The Terpene Frontier—and its Dangers
Years ago, the cannabis industry began extracting terpenes from their buds for use in edibles and other products. Terpenes are a class of aromatic compounds that give plants their distinctive scents. (“Terpenoid” refers to a larger group and is probably more accurate—but terpene is the more common shorthand.) They’re very important in cannabis, and of course also in that plant’s cousin, hops.
This week, one of those cannabis-terpene companies, Abstrax, announced it was offering extracts for four hop varieties, Cascade, Centennial, Chinook, and Willamette. Hop extracts have been around a long time, but this marks the first time the chemists who reshaped cannabis have come over to beer. And because cannabis companies are happy to compose flavors with pure extracts, Abstrax cuts everything else out. (Current hop extracts contain hop acids and oils, not just terpenes.) Abstrax is offering pure, liquid terpenes,* and it will definitely create another wave of experimentation and change the flavor of beer.
It is in one way no big deal: terpene extraction is another evolution in hop product development, and joins GMO yeast, cryo hops, and similar products. It’s not even new in brewing. Breweries like Lagunitas and Two Roads have been experimenting with terpenes for a while. Homebrewers can buy terpenes. And it’s not even obvious that drinkers will love overly terpened IPAs. Until brewers dial them in, they may not taste hoppy but “like-hops” in that way candy tastes “like fruit.”
With craft flatlining and FMBs booming, it’s not the hop terpenes that trouble me. It’s the non-hop terpenes that do. Stripping scents down to their chemical level breaks them down into aroma pixels that can be rearranged to paint any picture. People who eat gummies or drink hard seltzer aren’t looking for the base flavors and aromas—there aren’t any. These have always been test-tube consumables, and that’s what people expect. Blue raspberry flavor? Awesome!
Beer is a different beast. While flavorings are probably as old as the flavor of naked malt, beer does contain base flavors and aromas. These comes from ingredients, malting processes, recipe, and brewing techniques. The flavors they produce are the touchstones to a beer’s nature. Whether it’s a pale lager or a black stout or even a wild ale, we recognize it as beer. The reason Abstrax has released hop extracts is a nod to that reality; they believe that getting terpene extracts into beer starts with flavors that taste like beer. Yet even within the beer world, that tether back to base flavors has been severed with culinary beers and is on the way with milkshake IPAs. Which means the real market Abstrax may find in beer are extracts that taste like donuts or chocolate-mint ice cream or peanut butter and jelly.

:: Material ::
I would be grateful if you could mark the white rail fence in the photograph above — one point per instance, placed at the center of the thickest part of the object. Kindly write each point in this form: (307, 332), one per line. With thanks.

:: What to work on ::
1. Duplicate the passage of the terpenes-in-beer piece from "The Terpene Frontier—and" to "plant’s cousin, hops.".
2. Pick up the piece on terpenes in beer after its final sentence and write what comes next.
The listing is separate material and is not part of the piece on terpenes in beer.

:: Answers to each task ::
1.
The Terpene Frontier—and its Dangers
Years ago, the cannabis industry began extracting terpenes from their buds for use in edibles and other products. Terpenes are a class of aromatic compounds that give plants their distinctive scents. (“Terpenoid” refers to a larger group and is probably more accurate—but terpene is the more common shorthand.) They’re very important in cannabis, and of course also in that plant’s cousin, hops.

2.
I don’t worry that beer-flavored beer is endangered by this. Smoothie sours are a fun little boomlet but they are absolutely never going to replace lagers and IPAs. My concern is how all these flavorings will change the perception of beer. Say what you will about the marketing of the word “craft,” but it was incredibly valuable in re-centering customer impression from the commodity qualities of beer—its ubiquity, availability, and convenience—to the talent it takes to develop a good recipe and the skill to make it in the brewhouse. It was a “cræft” argument about what beer is, and that idea helped win mouths and hearts that powered the country’s 9,000-brewery revival. There was a lot wrong about the phrase “craft beer,” but on balance it was an incredibly helpful term.
But craft depends on the brewer. Recall that the definition of cræft is that the knowledge of a skill resides in the body and mind of the craftsperson, not a machine. The more beer is celebrated for its chemistry, their harder it is to admire its craft. When the flavoring comes from a bottle, it changes the way we think about a food or drink’s flavor. People love Doritos, but they know they are a product of clever chemists, not bakers.
There’s a real danger that the constant chemical invention that makes beers taste more vivid is also changing the way we think about them. We know that a chemist can manipulate molecules to recreate flavors with a magician’s skill, but the reason we once liked beer was because we admired how a brewer could make it taste. If that changes, people, perhaps just on the margins at first, will think of beer more as a tasty commodity, but not something really very interesting. More people coming to beer in their twenties might regard it as nothing more than every other hard lemonade and canned cocktail out there. People embraced beer because they were enamored of the way it was made, not just the way it tasted. Take that out of the equation and something serious changes about people’s relationship to beer. As a fan of the brewer’s craft, I worry about that.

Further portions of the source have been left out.